### How to complete this task:
An exact copy of every record below is what's needed here.

Segment Open

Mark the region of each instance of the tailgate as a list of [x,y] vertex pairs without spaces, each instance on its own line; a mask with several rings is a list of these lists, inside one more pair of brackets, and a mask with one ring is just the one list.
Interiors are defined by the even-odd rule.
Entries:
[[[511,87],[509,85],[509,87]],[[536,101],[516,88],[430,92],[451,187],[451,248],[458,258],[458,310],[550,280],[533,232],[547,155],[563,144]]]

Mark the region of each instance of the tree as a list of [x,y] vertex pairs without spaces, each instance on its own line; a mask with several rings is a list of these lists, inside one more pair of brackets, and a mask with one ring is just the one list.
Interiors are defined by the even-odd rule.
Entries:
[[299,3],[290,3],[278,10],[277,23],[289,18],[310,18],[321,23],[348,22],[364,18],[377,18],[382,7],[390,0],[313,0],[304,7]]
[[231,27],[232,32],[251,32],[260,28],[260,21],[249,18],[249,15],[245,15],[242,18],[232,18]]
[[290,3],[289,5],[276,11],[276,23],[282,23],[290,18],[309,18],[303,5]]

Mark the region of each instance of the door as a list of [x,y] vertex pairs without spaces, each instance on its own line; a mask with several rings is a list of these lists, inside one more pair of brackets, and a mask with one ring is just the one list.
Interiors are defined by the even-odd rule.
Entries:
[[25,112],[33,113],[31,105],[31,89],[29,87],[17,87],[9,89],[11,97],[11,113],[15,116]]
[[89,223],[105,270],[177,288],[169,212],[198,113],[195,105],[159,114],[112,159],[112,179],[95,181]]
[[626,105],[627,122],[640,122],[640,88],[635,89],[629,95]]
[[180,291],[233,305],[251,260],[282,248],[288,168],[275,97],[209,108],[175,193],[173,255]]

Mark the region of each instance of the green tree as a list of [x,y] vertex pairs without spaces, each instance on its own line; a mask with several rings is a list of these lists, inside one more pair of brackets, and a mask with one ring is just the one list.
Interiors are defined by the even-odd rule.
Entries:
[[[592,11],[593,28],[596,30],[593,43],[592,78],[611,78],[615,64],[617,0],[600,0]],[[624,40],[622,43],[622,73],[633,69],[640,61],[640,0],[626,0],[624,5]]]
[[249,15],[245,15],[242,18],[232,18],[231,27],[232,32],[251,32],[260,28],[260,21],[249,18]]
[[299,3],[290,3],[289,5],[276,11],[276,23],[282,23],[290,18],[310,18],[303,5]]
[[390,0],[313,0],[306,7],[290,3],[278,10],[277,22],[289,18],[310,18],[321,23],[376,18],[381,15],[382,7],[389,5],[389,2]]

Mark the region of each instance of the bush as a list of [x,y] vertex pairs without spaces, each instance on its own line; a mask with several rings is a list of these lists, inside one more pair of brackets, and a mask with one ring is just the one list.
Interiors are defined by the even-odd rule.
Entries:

Segment Closed

### Task output:
Mark the region of each instance of the tailgate as a list of [x,y] vertex pairs without spaces, each instance on its own line; a mask with several rings is a list of these lists, inside one more pair of brackets, and a mask with one ring is just the one list.
Interiors are defined by the even-odd rule.
Entries:
[[[511,87],[509,85],[509,87]],[[536,101],[516,88],[430,92],[451,187],[451,248],[458,258],[458,310],[550,280],[533,232],[547,155],[563,144]]]

Mark the region of each instance of the tree as a list of [x,y] vertex pairs without spaces, each instance on its own line; a mask with several rings is a list of these lists, inside one more pair of brackets, and a mask with one ring is just the one list.
Interiors are defined by the even-odd rule.
Entries:
[[299,3],[290,3],[278,10],[277,23],[289,18],[310,18],[321,23],[348,22],[364,18],[377,18],[382,7],[390,0],[313,0],[304,7]]
[[231,27],[232,32],[251,32],[260,28],[260,21],[249,18],[249,15],[245,15],[242,18],[232,18]]
[[290,3],[289,5],[276,11],[276,23],[282,23],[290,18],[309,18],[303,5]]

Mark the region of each instance of the door as a list of [x,y] vertex pairs without spaces, each instance on its own line; a mask with several rings is a list of these lists, inside one more pair of brackets, and a mask with one ring is just the one list.
Interiors are defined by the even-odd rule.
Entries:
[[25,112],[33,113],[31,105],[31,89],[29,87],[17,87],[9,89],[11,97],[11,113],[15,116]]
[[89,223],[105,270],[177,288],[169,212],[198,113],[195,105],[159,114],[112,159],[112,179],[95,181]]
[[626,105],[627,122],[640,122],[640,88],[635,89],[629,95]]
[[180,291],[233,305],[251,260],[282,248],[288,168],[275,97],[209,108],[175,193],[173,255]]

Mark the region of each instance of the green tree as a list of [x,y] vertex pairs without spaces, each instance on its own line; a mask with several rings is a list of these lists, inside one more pair of brackets, and a mask with one ring is just the one list.
Interiors are defined by the even-odd rule.
Entries:
[[[592,11],[593,28],[596,30],[593,43],[592,78],[611,78],[615,64],[617,0],[600,0]],[[624,40],[622,43],[622,73],[633,69],[640,61],[640,0],[626,0],[624,5]]]
[[249,15],[245,15],[242,18],[232,18],[231,27],[232,32],[251,32],[260,28],[260,21],[249,18]]
[[299,3],[290,3],[289,5],[276,11],[276,23],[282,23],[290,18],[310,18],[303,5]]
[[390,0],[313,0],[306,7],[290,3],[278,10],[277,22],[289,18],[310,18],[321,23],[376,18],[381,15],[382,7],[389,5],[389,2]]

Mark the region of each instance of the bush as a list of [x,y] vertex pairs without spaces, each instance on its own line; a mask with several rings is a list of these lists, inside one more pair of brackets, and a mask with one ring is just the one list.
Interiors are defined by the even-odd rule.
Entries:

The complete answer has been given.